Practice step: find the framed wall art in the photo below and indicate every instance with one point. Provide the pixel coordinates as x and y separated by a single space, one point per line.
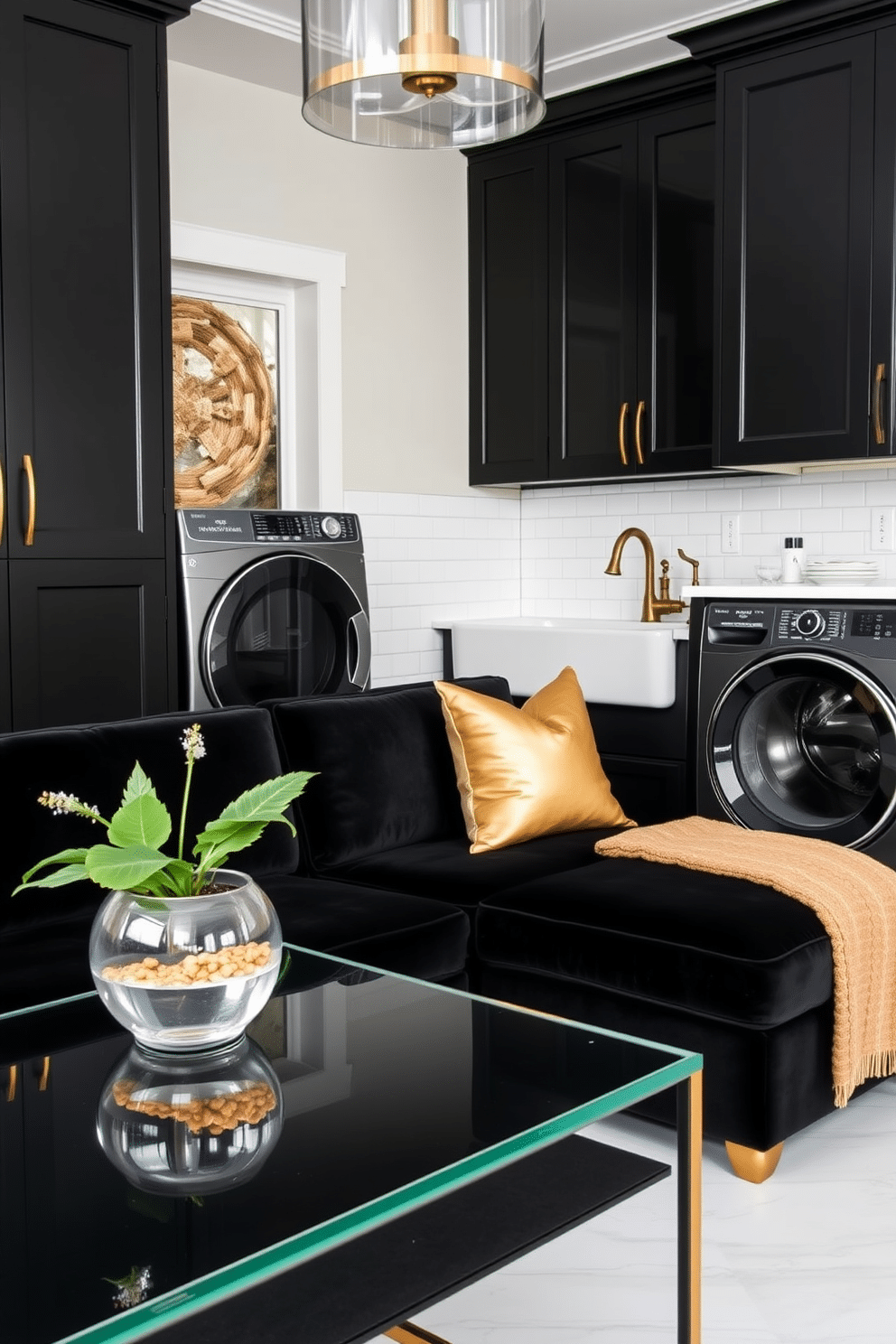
257 371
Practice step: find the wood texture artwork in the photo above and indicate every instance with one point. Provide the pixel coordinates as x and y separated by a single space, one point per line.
225 412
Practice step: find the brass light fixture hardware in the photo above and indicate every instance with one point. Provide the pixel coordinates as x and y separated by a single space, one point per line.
27 465
410 1333
639 422
695 567
432 41
623 413
751 1164
880 437
652 606
424 74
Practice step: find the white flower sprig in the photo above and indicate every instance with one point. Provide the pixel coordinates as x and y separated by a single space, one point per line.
133 859
61 803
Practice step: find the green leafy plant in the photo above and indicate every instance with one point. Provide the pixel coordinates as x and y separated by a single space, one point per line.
133 859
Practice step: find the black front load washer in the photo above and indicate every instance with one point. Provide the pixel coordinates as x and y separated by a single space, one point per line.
796 715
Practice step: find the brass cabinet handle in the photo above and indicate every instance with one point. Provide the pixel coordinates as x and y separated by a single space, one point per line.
639 420
695 567
623 413
33 499
880 437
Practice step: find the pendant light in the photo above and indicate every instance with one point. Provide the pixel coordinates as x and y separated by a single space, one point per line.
424 74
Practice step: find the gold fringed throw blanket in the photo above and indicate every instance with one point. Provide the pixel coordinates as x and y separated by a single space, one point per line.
854 895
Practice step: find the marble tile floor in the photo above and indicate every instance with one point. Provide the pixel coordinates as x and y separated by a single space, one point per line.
807 1258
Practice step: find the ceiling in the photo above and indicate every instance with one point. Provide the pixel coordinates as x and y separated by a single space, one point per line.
586 41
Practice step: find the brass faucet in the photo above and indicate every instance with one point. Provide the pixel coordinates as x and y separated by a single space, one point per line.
653 606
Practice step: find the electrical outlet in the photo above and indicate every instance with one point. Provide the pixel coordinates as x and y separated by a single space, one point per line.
882 527
731 534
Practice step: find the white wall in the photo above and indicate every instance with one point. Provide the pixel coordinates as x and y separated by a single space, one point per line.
243 160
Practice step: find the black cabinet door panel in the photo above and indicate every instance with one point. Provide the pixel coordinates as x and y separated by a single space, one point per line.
82 285
86 641
5 705
508 319
593 303
676 278
798 201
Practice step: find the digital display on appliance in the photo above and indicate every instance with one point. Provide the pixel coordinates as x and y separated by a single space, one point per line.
874 625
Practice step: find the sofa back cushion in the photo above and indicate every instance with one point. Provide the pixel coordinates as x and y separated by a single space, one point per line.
94 762
386 776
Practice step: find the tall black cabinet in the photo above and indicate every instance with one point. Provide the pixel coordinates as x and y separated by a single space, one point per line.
86 537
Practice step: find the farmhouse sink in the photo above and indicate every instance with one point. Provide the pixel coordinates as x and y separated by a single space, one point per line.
617 661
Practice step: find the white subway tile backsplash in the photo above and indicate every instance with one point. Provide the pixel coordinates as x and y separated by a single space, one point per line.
543 553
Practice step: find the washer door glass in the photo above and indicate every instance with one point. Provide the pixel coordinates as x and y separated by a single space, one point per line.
283 627
807 745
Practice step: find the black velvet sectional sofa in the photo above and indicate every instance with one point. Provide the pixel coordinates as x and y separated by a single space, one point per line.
382 873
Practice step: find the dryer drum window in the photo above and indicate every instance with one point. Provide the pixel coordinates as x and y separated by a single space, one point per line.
283 627
807 745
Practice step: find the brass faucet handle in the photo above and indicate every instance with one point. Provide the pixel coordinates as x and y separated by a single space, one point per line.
695 566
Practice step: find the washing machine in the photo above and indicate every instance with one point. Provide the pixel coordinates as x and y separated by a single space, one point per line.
796 718
273 603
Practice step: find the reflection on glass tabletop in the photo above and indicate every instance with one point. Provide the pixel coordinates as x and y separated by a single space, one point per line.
138 1189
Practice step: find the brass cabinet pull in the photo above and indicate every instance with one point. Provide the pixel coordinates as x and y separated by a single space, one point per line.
623 412
33 499
695 567
880 437
639 420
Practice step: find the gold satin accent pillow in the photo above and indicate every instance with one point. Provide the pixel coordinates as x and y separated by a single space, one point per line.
527 771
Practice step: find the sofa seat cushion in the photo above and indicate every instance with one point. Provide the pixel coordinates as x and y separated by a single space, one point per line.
720 947
94 763
390 930
445 870
385 770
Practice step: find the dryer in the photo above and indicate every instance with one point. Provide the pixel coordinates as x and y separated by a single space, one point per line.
796 716
273 603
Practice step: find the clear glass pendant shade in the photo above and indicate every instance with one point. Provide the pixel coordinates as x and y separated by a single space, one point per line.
424 74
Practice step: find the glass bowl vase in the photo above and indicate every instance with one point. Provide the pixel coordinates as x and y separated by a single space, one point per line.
191 1124
185 974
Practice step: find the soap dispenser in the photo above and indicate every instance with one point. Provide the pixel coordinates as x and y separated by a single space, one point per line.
791 566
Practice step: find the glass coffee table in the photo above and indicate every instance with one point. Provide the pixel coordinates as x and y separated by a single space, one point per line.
372 1145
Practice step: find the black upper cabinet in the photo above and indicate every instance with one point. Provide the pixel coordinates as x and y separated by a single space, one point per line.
797 256
592 302
508 239
86 360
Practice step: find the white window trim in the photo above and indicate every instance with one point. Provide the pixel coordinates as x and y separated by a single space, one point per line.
305 286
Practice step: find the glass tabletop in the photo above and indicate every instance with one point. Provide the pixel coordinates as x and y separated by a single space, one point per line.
135 1190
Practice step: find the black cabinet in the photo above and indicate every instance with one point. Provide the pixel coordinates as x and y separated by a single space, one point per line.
508 237
592 302
799 196
86 396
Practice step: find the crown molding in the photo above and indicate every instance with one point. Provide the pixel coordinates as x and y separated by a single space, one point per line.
251 16
631 41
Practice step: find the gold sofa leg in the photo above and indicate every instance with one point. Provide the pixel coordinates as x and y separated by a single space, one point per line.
410 1333
750 1164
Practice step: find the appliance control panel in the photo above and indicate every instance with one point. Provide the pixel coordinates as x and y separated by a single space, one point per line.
239 527
863 628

· · · · ·

▸ Written request: Quote the data above in full and without alteration; skip the pictures.

▸ Result below:
Practice step: find the framed wall art in the photo below and indicate every instance with one point. Provide the pixel coordinates as x and y separated by a single space, one point per line.
257 371
Practice step: find the wood texture artwork in the photo above and indicate every instance with one point. Provide the pixel coordinates as x and y separated by a single space, one point per line.
225 412
Practice step: find the brass light fixture hardware in the photo above and indicate every instance with one point. Provide the pixel coordinates as x and y separated by a single space, one point per line.
27 465
410 1333
639 422
695 567
432 41
623 413
751 1164
880 437
652 606
424 74
Practice step: find the white flower sprig in the photo above and indicate every instance with one point. Provide the pixel coordinates as x and y separated by a single space, one point per line.
133 859
61 803
Practice step: find the green leafy plant in the photo above and indicate every instance with one point. Provide the pixel coordinates as x and y separated by a single space, one point per line.
133 859
Practice step: find the black front load washer in the photo above and indicate every instance with one point. Provide the pixel coordinates as x and y separated by a single space, one point per line.
796 715
Practice step: find the brass cabinet handle in the photo above and indicate every instance with one point. Provide the pixel coordinates as x and y separated by a single space, one point per line.
639 420
695 567
623 413
33 499
880 437
Practice step: find the pendant light in the photo above and indicate every instance with one point. Provide the pixel coordinates as x and y separated by a single space, one point per line.
424 74
Practice step: find the gold fringed throw blanket in the photo above and indicate every instance with one point. Provide the pixel coordinates as x and y separated by a single space, one point per line.
854 895
Practice step: find the marble tile floor in the photo above and indicate every instance with one point. Provide the pixel coordinates as x and y separated by a single space, one point per line.
807 1258
Practice step: find the ceiling in the photo above and indicate every instance with one point. Provide the pixel coordinates as x and y separated by a single space, one point per line.
586 41
Practice step: find the brass faucet in the photo above and indicate every instance with one point. Provide the pixel coordinates as x and y separated by a single space, one point per line.
653 606
Practice step: find the electrical outlet in the photo above and indicate every instance with one point. Provide the pixel coordinates as x and y separated by a single space, one point per line.
882 527
731 534
Practice step: find the white wall in the photo above and indicate every instance with one point. Provide the pixel coordinates as x and y separated by a single space, one point per line.
243 160
Practice step: find the black cabinet door panel in the photo above and indicate every instance with one point. Provide the pixel coordinates as x and y separated by a single space, one point per line.
82 285
86 641
5 705
508 319
593 303
676 278
798 201
Practice step: find the digital display on appliance in the photo above and indicate every instance with one point. Provide the pixel coordinates as x and y separated by a single space, one point per line.
874 625
Practice step: find the sofa back cushion in the photo above and indicate every instance with one point. Provide the pixel coordinates as x and y separated by a single space, one point per line.
94 762
386 776
Practice step: find the tall black cabinet in the photo above and indicate every instance with one point. Provide the pixel coordinates as x and y separated by a single space, one point per line.
86 537
Practice step: find the farmhouse sink in the photo above and indicate every instance with one point. Provide the pixel coordinates as x and y separated by a single space, one point per line.
617 661
Practice step: find the white subway tile backsplash in the photo above and indicate every instance with one point. Provide the pixel coordinates as x and y separated by a single space, one point per line.
543 553
Practice step: find the washer door glass in the photo above and indicate every instance with one point. Provide the pixel coordinates as x and y separated by a single space, one point per line.
283 627
807 745
Practice step: find the black velvet sectional sofa in the photo above and indicate every instance with one point. Provide the pixel coordinates as x and y separated by a single space, one point per line.
382 873
Practice step: find the dryer drum window in the photo above and indicate every instance with one point. Provide the pixel coordinates as x and y separated by a single space, one point per line.
283 627
807 745
Practice step: find the brass faucet handle in the photo above and indicate every instance with one point. Provide the pixel coordinates as x and y separated by a single space, one point per line.
695 566
Practice step: find the washing machine in the photo above and indicate every instance with one point. Provide the pixel coordinates as x and y separated by a single space, one point per line.
796 718
273 603
Practice step: find the reflection on glass tabletop in the photo above and indicate every instance with one point. Provide the pixel coordinates as x and y separated by a single space, one point per line.
138 1189
Practice step: find the brass cabinet pull in the photo above and indicate every instance with one point. Provide the pixel coordinates as x and y separated by a single space, one point per line.
623 412
33 499
695 567
880 437
639 420
Practice step: find the gold satin accent pillow in the photo above and indicate every instance with one point. Provide the pixel coordinates as x and y separated by a single space, one point per line.
527 771
Practice step: find the sofa seat cushion in the photo above and indicate every instance with one point. Provide the pixel coordinates as x and y separated by a single space, one point per line.
720 947
94 763
390 930
445 870
385 770
Practice step: find the dryer in the photo above and indicate every instance with one point. Provide the pixel coordinates as x and y separated by a single space, one point per line.
796 716
273 603
Practice step: find the clear glass pendant shade in the photo above and indicate every instance with one point. Provide the pixel coordinates as x and y separated by a single space, one point per line.
424 74
Practice step: find the glass bowl vase in the photo above and indicate every instance with one point. Provide the pixel coordinates as x and y separated by a single space, one point per line.
191 1124
185 974
Practice step: find the soap dispenser in the photo above and indicate every instance with one point. Provide the pixel coordinates as x and y separated by a single space, one point per line.
791 566
Practice step: find the glass coffee table in the photo above and indicate every instance with one point. Provide the pixel coordinates as x and y separated by a single space, one point per line.
372 1145
Practice step: find the black upper cabinet in the photo above and indicate every instance with one point. Provide the pixel coordinates as x and y separated by a single space, one point per line.
797 256
592 302
508 239
86 360
Practice step: find the white window trim in the photo above and indicate every instance with one point. Provide the pixel coordinates as x and y separated by a single space, one point per line.
305 286
Practice step: find the glass tabletop in the photo above and indicate every instance with one point. Provide the pixel coordinates as x and y separated by a single space, one point per line.
135 1190
Practice step: find the black cabinet in the photo above and indicate every instance with one point. Provide the pixel coordinates as x and y separated by a single space, one point per line.
508 237
592 302
799 196
86 396
Practice step: find the crown molding in the photo above and indicate every instance with one point. Provide the pixel coordinates as x and y separated by a single space, one point per line.
251 16
631 41
Practice step: find the gold sofa leg in the photo above and indicate every instance with one point. Provide the pixel coordinates as x and y separated by a single space, one point per line.
410 1333
750 1164
Practice step: find the appliance control panel in the photo above and indicate every instance with one point. Provide the pixel coordinates as x and y separated by a single space, one point per line.
239 527
863 628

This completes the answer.